### Stored data entries:

※

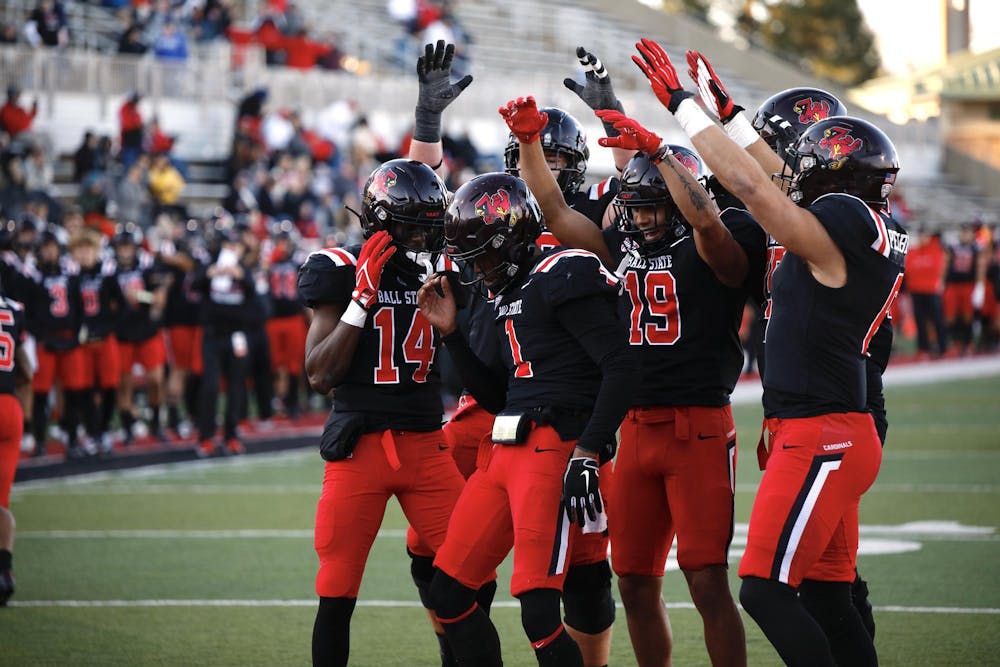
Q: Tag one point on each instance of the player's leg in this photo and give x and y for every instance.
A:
(641, 529)
(348, 516)
(543, 543)
(817, 469)
(11, 430)
(479, 537)
(701, 487)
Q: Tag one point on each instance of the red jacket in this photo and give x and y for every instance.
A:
(16, 120)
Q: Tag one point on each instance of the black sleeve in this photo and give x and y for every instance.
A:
(595, 324)
(486, 385)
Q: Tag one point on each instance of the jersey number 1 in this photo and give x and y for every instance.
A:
(418, 346)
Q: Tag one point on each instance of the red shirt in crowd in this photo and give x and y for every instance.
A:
(925, 267)
(16, 120)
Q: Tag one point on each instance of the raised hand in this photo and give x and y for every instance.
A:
(656, 65)
(597, 92)
(436, 302)
(524, 119)
(713, 93)
(374, 254)
(632, 135)
(434, 73)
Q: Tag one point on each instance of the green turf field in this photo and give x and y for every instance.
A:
(212, 563)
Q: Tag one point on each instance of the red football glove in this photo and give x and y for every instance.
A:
(523, 119)
(656, 65)
(374, 254)
(633, 136)
(713, 93)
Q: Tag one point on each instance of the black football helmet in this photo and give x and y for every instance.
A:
(642, 186)
(784, 116)
(563, 135)
(408, 200)
(841, 154)
(492, 224)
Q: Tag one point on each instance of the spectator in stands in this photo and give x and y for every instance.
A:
(131, 127)
(166, 185)
(925, 268)
(170, 44)
(85, 157)
(131, 41)
(38, 171)
(132, 195)
(302, 52)
(47, 25)
(13, 118)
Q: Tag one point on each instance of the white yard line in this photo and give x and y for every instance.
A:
(398, 604)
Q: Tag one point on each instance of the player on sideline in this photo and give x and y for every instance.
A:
(776, 126)
(15, 377)
(688, 274)
(369, 342)
(563, 388)
(840, 275)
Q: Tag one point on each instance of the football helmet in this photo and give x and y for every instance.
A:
(564, 136)
(492, 224)
(642, 187)
(408, 200)
(841, 154)
(784, 116)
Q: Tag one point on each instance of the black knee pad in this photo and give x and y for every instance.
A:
(540, 613)
(590, 607)
(422, 571)
(448, 597)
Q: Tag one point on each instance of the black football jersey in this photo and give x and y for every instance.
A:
(547, 365)
(818, 338)
(11, 335)
(392, 374)
(102, 300)
(593, 201)
(685, 322)
(57, 308)
(284, 293)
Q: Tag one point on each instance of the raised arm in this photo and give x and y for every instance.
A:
(571, 227)
(715, 243)
(792, 226)
(598, 94)
(435, 93)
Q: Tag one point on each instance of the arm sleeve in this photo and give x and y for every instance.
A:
(595, 324)
(486, 384)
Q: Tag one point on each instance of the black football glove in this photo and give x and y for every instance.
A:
(597, 91)
(581, 490)
(436, 90)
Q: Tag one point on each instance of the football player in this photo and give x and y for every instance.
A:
(838, 279)
(102, 302)
(370, 344)
(15, 376)
(688, 274)
(778, 123)
(139, 328)
(560, 394)
(56, 317)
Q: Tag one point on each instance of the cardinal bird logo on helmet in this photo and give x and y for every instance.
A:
(493, 207)
(840, 143)
(382, 181)
(811, 112)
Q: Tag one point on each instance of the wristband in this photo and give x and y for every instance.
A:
(691, 118)
(355, 315)
(661, 154)
(740, 130)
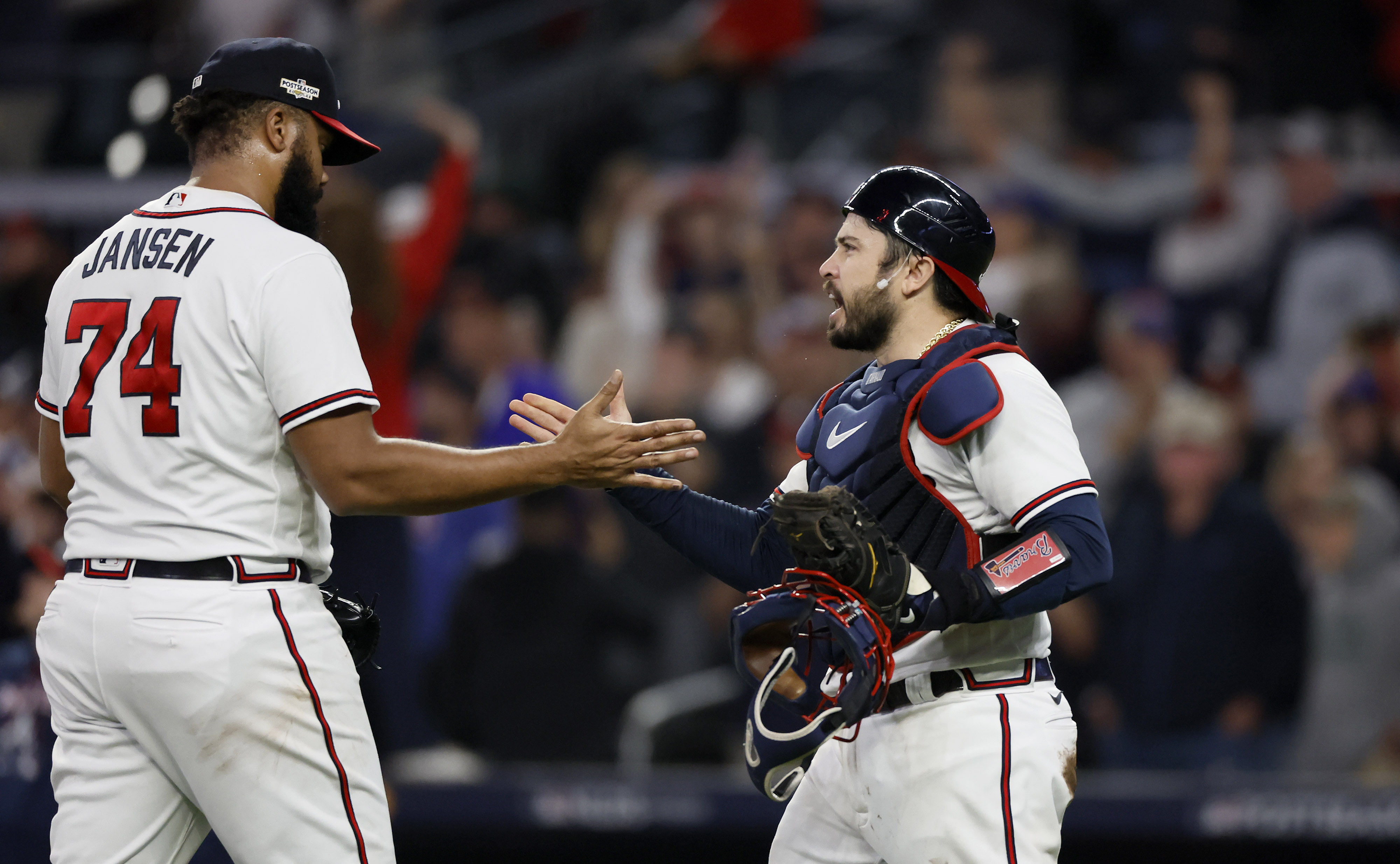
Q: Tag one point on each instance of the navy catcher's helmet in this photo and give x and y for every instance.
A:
(831, 668)
(930, 213)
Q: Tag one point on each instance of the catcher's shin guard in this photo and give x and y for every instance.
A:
(821, 661)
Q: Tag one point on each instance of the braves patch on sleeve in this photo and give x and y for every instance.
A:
(960, 401)
(1024, 565)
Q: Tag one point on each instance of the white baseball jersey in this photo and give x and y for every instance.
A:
(981, 773)
(181, 346)
(999, 478)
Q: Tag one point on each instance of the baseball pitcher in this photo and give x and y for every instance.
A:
(204, 402)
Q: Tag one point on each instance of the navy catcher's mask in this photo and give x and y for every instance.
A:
(825, 663)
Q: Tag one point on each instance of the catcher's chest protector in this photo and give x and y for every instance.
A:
(858, 437)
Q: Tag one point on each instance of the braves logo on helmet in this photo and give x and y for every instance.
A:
(821, 663)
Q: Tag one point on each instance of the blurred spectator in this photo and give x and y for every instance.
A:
(447, 547)
(31, 530)
(394, 285)
(1035, 279)
(1114, 404)
(1349, 533)
(1098, 188)
(30, 261)
(1336, 274)
(1205, 622)
(552, 692)
(803, 236)
(394, 274)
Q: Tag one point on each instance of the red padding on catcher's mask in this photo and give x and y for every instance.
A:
(967, 286)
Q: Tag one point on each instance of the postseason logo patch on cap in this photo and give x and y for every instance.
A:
(300, 89)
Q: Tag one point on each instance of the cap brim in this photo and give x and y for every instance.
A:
(346, 146)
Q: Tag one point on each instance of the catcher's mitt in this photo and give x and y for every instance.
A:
(832, 531)
(359, 625)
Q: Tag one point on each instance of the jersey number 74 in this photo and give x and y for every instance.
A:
(158, 380)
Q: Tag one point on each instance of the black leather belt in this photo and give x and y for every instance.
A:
(211, 569)
(947, 681)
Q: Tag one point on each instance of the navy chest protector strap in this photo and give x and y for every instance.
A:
(858, 437)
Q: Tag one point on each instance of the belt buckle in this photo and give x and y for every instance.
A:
(108, 568)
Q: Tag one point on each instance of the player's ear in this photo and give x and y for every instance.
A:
(920, 275)
(279, 127)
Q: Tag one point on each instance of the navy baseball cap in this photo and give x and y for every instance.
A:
(289, 72)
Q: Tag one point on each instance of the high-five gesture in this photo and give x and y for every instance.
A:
(356, 471)
(598, 450)
(542, 418)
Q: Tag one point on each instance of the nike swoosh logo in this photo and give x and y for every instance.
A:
(832, 440)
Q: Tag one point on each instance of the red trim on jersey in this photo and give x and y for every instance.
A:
(323, 402)
(326, 727)
(974, 425)
(821, 404)
(1006, 780)
(89, 572)
(244, 577)
(1051, 495)
(1006, 682)
(153, 215)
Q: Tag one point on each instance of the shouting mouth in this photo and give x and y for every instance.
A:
(841, 304)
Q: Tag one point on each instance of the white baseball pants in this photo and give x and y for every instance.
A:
(183, 706)
(971, 778)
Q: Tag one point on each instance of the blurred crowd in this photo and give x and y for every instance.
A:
(1205, 269)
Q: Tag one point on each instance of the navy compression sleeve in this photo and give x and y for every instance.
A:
(715, 534)
(1080, 527)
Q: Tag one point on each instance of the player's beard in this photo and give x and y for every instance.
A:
(870, 317)
(299, 194)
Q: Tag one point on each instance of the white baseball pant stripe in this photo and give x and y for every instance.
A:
(183, 706)
(971, 778)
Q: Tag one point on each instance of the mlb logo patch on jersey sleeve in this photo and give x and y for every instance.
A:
(1024, 565)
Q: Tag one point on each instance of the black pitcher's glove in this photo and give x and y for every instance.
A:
(359, 625)
(832, 531)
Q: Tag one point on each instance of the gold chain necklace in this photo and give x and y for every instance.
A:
(948, 328)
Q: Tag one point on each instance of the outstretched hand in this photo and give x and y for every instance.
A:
(607, 450)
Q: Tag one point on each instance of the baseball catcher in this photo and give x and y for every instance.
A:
(940, 498)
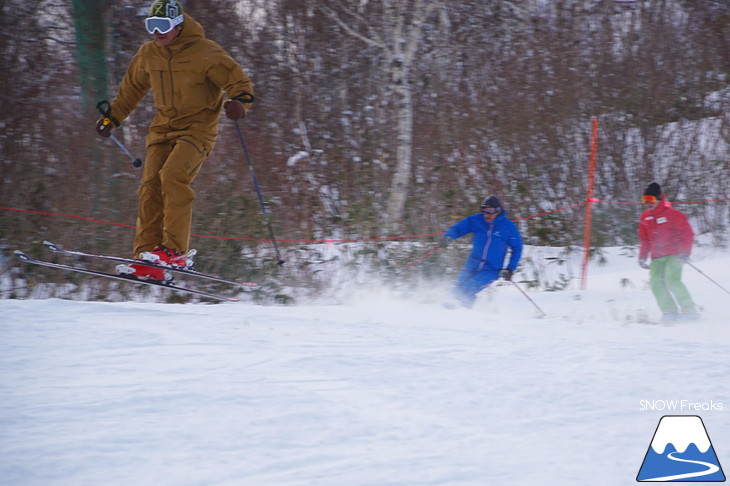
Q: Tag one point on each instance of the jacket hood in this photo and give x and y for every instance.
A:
(192, 31)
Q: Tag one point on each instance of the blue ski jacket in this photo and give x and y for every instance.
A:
(490, 242)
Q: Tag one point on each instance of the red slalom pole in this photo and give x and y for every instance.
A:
(589, 205)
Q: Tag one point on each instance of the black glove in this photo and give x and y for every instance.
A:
(104, 126)
(234, 110)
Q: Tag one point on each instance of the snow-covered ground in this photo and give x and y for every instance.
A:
(380, 389)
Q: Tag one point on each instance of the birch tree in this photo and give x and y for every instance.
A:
(395, 27)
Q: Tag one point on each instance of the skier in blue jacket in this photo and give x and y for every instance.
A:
(493, 236)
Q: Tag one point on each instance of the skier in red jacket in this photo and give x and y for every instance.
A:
(666, 236)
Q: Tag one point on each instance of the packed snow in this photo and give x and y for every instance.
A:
(381, 388)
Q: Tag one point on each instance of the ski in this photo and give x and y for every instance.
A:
(57, 249)
(33, 261)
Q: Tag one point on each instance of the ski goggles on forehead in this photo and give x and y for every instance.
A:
(490, 210)
(163, 25)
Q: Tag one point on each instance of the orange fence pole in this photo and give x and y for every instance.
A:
(589, 205)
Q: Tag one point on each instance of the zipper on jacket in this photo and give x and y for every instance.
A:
(486, 247)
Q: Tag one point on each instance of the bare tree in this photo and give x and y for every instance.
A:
(398, 34)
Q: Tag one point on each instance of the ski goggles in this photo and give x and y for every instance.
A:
(163, 25)
(490, 210)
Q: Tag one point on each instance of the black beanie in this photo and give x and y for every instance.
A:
(492, 201)
(653, 189)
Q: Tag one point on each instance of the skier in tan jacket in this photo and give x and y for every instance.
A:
(187, 74)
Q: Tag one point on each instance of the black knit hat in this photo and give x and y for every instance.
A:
(653, 189)
(492, 201)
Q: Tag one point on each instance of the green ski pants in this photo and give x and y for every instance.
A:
(665, 279)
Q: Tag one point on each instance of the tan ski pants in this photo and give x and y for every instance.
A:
(165, 197)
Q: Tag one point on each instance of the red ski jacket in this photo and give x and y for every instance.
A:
(664, 231)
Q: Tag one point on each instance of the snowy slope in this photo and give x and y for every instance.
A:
(379, 390)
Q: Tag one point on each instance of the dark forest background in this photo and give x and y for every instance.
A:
(375, 119)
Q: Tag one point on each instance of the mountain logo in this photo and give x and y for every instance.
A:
(680, 451)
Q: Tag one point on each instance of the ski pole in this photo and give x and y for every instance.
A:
(542, 312)
(708, 278)
(135, 162)
(422, 257)
(265, 212)
(107, 120)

※

### Task description:
Filter the records above and return every line that holds the word "spectator".

### Reply to the exercise:
Q: Tag one point on each instance of the spectator in stands in this photo and give x and y for every instance.
Q: Tag one point on each instance of the blurred spectator in this photo and give x and y for every instance.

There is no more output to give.